**Data**:
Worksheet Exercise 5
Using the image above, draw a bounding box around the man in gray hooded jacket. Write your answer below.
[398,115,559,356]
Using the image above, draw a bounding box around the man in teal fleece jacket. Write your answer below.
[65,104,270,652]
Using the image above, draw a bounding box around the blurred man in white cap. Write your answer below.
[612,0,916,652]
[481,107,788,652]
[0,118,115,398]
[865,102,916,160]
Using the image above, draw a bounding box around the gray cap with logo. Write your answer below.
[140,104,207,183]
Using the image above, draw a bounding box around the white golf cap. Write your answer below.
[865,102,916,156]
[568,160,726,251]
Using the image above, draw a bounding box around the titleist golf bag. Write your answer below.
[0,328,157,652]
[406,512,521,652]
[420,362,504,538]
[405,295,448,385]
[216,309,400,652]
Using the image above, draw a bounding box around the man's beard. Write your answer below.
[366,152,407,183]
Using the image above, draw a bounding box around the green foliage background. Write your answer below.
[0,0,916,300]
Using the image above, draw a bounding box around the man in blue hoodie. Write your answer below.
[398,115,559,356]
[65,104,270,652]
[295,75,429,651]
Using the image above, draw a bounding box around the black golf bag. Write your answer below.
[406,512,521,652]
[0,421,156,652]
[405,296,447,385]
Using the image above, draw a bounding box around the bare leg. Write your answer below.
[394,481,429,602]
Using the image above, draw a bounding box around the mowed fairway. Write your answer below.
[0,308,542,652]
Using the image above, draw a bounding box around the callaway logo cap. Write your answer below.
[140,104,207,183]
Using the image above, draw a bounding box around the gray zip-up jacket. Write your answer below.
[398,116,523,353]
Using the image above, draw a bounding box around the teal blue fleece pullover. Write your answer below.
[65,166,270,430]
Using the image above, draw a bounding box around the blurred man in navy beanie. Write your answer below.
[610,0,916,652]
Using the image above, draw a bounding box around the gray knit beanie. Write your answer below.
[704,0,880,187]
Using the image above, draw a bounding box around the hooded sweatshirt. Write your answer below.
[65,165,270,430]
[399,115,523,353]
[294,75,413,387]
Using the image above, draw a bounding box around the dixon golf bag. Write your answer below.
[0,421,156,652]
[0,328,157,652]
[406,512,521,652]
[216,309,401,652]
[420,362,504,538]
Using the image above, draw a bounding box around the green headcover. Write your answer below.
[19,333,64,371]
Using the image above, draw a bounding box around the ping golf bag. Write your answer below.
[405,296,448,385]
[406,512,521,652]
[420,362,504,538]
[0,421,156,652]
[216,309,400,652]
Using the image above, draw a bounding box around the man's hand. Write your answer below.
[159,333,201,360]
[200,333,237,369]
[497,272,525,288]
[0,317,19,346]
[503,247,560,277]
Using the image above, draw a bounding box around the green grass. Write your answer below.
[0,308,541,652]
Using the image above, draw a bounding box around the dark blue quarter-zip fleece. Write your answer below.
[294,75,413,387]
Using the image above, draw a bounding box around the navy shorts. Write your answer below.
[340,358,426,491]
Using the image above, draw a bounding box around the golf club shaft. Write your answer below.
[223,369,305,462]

**Task description**:
Turn every line of the listing above into a Markdown table with the columns Row and Line, numbering the rows and leaving out blank lines.

**Task solution**:
| Row | Line |
|---|---|
| 1 | Worksheet Exercise 5 |
| 2 | Using the image above, draw a bounding box around the man in gray hooded jacket. Write your answer below. |
| 3 | [398,115,559,356] |
| 4 | Using the image above, draw a bounding box around the man in teal fleece jacket. Write your answer below. |
| 5 | [65,104,270,652] |
| 6 | Using the image above, draw a bounding box around the blurred man in white cap. Write your answer below. |
| 7 | [612,0,916,652] |
| 8 | [481,107,788,652] |
| 9 | [0,118,115,398] |
| 10 | [865,102,916,160] |
| 11 | Using the image above, draw a bounding box around the gray cap with logo. Write your answer below. |
| 12 | [140,104,207,183] |
| 13 | Using the image above, draw a bounding box around the white golf cap. Write your answer below. |
| 14 | [865,102,916,156] |
| 15 | [568,160,726,251] |
| 16 | Using the image above, draw a bounding box around the titleist golf bag. Write your answer below. |
| 17 | [0,328,157,652] |
| 18 | [406,512,521,652] |
| 19 | [420,362,504,538] |
| 20 | [405,295,448,385] |
| 21 | [216,309,400,652] |
| 22 | Using the image above, draw a bounding box around the man's beard. Write your answer below. |
| 23 | [366,152,407,183] |
| 24 | Using the image above, draw a bounding box around the green foliage background. Write your answer below. |
| 25 | [0,0,916,300] |
| 26 | Using the image above, draw a bounding box around the man in blue hoodie. Write your answer below. |
| 27 | [398,115,559,356] |
| 28 | [65,104,270,652] |
| 29 | [295,75,429,651] |
| 30 | Using the image above, draw a bounding box around the black golf bag. Write your answer below. |
| 31 | [406,512,521,652] |
| 32 | [0,421,156,652] |
| 33 | [405,296,447,385] |
| 34 | Using the image above, draw a bounding box around the bare leg. Write your answer below. |
| 35 | [394,481,429,602] |
| 36 | Using the image above, draw a bounding box around the mowed fairway. Write your answer below. |
| 37 | [0,308,542,652] |
| 38 | Using the image above, draw a bounding box around the callaway logo cap. Write your answer below. |
| 39 | [140,104,207,183] |
| 40 | Using the image above, draw a bounding box around the gray zip-up jacket. Write your answer below. |
| 41 | [398,116,523,353] |
| 42 | Using the image above, draw a bounding box around the teal blue fleece pullover. Write your answer below. |
| 43 | [65,166,270,430] |
| 44 | Using the image above, draw a bounding box around the blurred man in navy beanie. Write your answer below. |
| 45 | [610,0,916,652] |
| 46 | Using the image above, draw a bounding box around the gray knit beanie. Write your answer below. |
| 47 | [704,0,880,187] |
| 48 | Using the image above, draw a bounding box around the hooded sweatshirt. Write your answer below. |
| 49 | [65,165,270,430] |
| 50 | [399,115,523,353] |
| 51 | [294,75,413,387] |
| 52 | Using the image above, draw a bounding box around the dixon golf bag. Write your answer below. |
| 53 | [0,421,156,652] |
| 54 | [0,328,157,652] |
| 55 | [406,512,521,652] |
| 56 | [216,309,401,652] |
| 57 | [420,362,504,538] |
| 58 | Using the image above, draw a bounding box around the green headcover. Write your answer below. |
| 59 | [19,333,64,371] |
| 60 | Using the image above, draw a bounding box around the ping golf bag. Write your answer below. |
| 61 | [405,296,448,385] |
| 62 | [406,512,521,652] |
| 63 | [420,362,504,538] |
| 64 | [0,421,156,652] |
| 65 | [216,309,400,652] |
| 66 | Using the image above, draw a bounding box around the man's hand. Write your answer below. |
| 67 | [159,333,201,360] |
| 68 | [200,333,237,369] |
| 69 | [497,272,525,288] |
| 70 | [0,317,19,346] |
| 71 | [503,247,560,277] |
| 72 | Using the image above, draw a bounding box around the green grass. Write your answer below. |
| 73 | [0,308,541,652] |
| 74 | Using the image above, draw a bounding box around the dark blue quarter-zip fleece. Write your answer below. |
| 75 | [294,75,413,387] |
| 76 | Using the image above, draw a bounding box around the navy shorts. Write your answer below. |
| 77 | [340,358,426,491] |
| 78 | Using the image above, draw a bounding box around the golf club shaft. Write your answer below. |
| 79 | [223,369,305,462] |